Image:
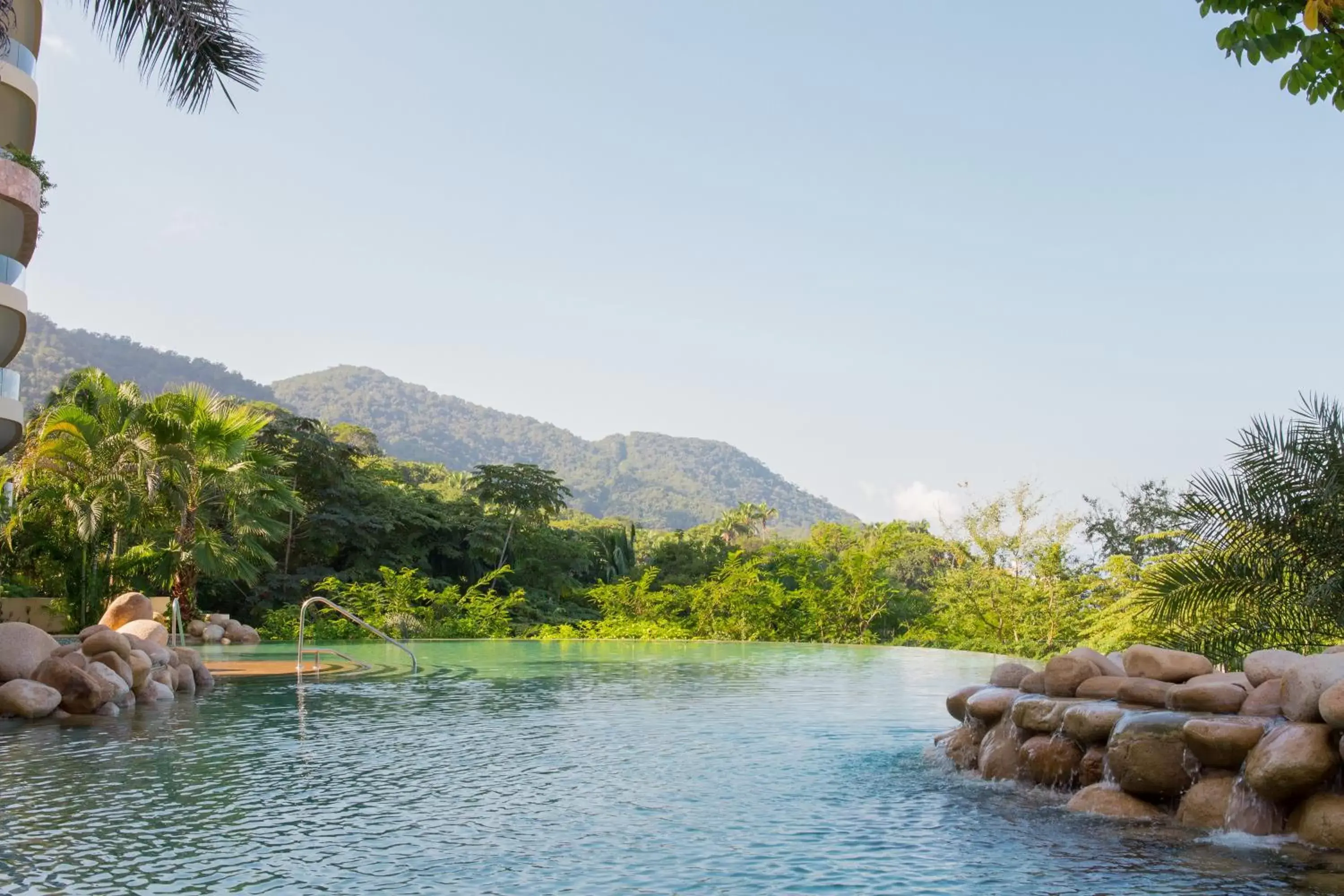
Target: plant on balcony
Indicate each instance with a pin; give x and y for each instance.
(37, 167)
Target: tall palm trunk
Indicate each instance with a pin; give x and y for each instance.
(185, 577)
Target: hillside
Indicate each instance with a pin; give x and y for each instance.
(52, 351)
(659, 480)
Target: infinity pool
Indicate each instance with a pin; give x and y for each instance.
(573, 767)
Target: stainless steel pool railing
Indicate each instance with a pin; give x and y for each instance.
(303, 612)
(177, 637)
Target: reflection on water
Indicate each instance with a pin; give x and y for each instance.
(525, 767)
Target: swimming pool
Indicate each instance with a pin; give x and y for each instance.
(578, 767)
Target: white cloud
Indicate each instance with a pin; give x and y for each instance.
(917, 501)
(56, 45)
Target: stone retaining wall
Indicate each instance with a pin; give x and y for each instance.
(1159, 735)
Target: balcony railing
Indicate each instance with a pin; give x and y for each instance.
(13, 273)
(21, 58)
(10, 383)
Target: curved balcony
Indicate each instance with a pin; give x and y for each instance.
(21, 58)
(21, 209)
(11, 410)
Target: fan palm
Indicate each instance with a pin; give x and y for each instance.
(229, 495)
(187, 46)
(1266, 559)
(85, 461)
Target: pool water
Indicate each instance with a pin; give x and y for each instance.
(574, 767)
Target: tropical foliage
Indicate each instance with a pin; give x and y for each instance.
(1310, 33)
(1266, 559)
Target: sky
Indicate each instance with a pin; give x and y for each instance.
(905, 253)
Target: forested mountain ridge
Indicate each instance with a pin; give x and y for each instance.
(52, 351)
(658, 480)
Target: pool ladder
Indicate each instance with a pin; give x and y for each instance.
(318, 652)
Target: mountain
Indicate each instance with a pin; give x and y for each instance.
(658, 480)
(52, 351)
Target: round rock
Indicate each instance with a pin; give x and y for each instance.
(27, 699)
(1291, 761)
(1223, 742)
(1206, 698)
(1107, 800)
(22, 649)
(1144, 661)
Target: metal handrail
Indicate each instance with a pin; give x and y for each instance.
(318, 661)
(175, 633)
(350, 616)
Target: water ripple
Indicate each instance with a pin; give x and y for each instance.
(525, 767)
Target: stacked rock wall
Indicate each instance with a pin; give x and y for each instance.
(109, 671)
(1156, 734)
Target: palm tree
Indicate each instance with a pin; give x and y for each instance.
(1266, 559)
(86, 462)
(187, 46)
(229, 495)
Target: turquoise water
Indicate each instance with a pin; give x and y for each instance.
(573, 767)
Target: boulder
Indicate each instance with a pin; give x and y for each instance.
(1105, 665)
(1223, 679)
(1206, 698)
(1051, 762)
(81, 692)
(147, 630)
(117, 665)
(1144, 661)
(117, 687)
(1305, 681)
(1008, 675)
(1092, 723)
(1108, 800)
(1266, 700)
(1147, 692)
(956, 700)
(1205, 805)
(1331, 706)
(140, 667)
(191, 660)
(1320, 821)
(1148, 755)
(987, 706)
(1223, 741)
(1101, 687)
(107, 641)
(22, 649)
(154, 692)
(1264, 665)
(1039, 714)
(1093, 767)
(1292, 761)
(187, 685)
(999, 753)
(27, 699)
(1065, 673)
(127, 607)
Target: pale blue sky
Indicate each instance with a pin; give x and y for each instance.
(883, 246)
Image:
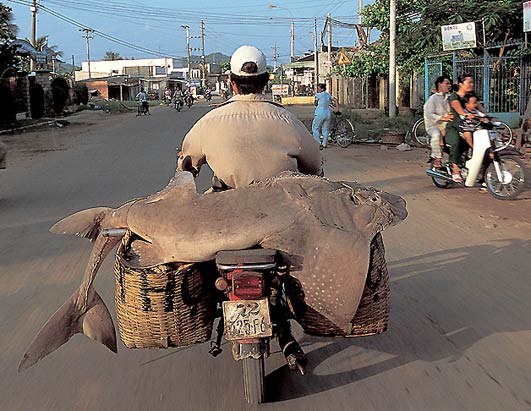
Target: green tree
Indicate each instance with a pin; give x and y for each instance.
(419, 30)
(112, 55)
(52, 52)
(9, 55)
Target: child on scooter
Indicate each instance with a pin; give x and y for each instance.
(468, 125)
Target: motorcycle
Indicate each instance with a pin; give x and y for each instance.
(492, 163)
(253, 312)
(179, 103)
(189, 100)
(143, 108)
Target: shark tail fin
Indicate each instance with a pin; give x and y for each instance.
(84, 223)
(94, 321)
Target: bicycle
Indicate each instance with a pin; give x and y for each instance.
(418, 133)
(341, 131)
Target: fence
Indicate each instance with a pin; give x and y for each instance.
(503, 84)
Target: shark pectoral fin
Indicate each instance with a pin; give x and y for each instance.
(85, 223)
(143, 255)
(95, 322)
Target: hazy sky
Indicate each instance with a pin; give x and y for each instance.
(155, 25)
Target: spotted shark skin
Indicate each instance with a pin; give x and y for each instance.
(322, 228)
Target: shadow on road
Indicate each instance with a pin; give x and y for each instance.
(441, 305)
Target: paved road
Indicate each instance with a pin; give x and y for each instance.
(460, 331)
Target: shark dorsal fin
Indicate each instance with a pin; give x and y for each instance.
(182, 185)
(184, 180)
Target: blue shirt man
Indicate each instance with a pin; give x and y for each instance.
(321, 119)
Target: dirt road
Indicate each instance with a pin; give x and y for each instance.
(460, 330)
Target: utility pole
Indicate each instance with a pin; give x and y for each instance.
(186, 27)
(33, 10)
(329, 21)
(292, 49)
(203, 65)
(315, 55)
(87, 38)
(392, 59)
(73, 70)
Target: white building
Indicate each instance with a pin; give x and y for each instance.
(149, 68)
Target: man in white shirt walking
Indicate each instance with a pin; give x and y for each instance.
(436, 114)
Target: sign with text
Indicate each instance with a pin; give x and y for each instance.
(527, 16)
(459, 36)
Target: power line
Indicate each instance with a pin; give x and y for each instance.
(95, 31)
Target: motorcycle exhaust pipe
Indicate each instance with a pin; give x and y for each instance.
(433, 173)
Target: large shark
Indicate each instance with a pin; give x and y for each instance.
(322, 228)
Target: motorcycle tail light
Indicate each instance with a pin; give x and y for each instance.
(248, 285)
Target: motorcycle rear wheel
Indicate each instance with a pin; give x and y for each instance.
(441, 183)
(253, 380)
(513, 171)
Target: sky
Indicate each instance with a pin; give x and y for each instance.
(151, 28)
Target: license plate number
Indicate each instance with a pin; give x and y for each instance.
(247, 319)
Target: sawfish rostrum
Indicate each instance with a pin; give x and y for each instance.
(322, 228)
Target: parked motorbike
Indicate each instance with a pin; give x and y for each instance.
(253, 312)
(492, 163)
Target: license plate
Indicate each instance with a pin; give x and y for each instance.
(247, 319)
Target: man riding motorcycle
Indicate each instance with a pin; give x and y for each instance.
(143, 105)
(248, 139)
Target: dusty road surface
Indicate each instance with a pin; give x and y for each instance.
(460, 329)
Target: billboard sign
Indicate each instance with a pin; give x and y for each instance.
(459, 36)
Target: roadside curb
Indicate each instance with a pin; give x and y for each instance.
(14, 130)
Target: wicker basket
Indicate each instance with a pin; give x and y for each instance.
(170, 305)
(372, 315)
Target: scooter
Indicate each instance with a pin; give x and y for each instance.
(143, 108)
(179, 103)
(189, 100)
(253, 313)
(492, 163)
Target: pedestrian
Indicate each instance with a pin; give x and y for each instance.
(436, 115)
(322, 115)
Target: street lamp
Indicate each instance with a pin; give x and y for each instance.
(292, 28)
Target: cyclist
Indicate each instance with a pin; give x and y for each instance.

++++++

Objective:
Format the records between the lines holding "Target: forested mountain ridge" and "(1156, 734)", inclusive, as a CSV with two columns named text and points, one row per record. Put each record's text and its points in a single quoted field apiece, with line breaks replaced by spaces.

Written solution:
text,points
"Target: forested mountain ridge Indicate each instance with a pin; give x and y for each instance.","(52, 351) (658, 480)"
"Target: pool ladder Indicate each instance with a pin; give x and y for each instance.","(318, 652)"
"Target: mountain Indicate each instance with a pin; give x and y for each instance.","(658, 480) (52, 351)"
"Target: round rock Indicate each instance with a pin; give x and y for each instance.","(27, 699) (1291, 761) (1223, 742) (1206, 698) (1107, 800) (22, 649) (1144, 661)"
"Target: metal handrail Indicate each instance with a pin; give x and y for each instance.","(318, 661) (175, 633) (350, 616)"
"Target: water ripple Indicate each instance with a pin; give x and y for each instance.","(525, 767)"
"Target: stacked rock wall Indicate each instance with a pin; give x and y for each instance.","(109, 671) (1156, 734)"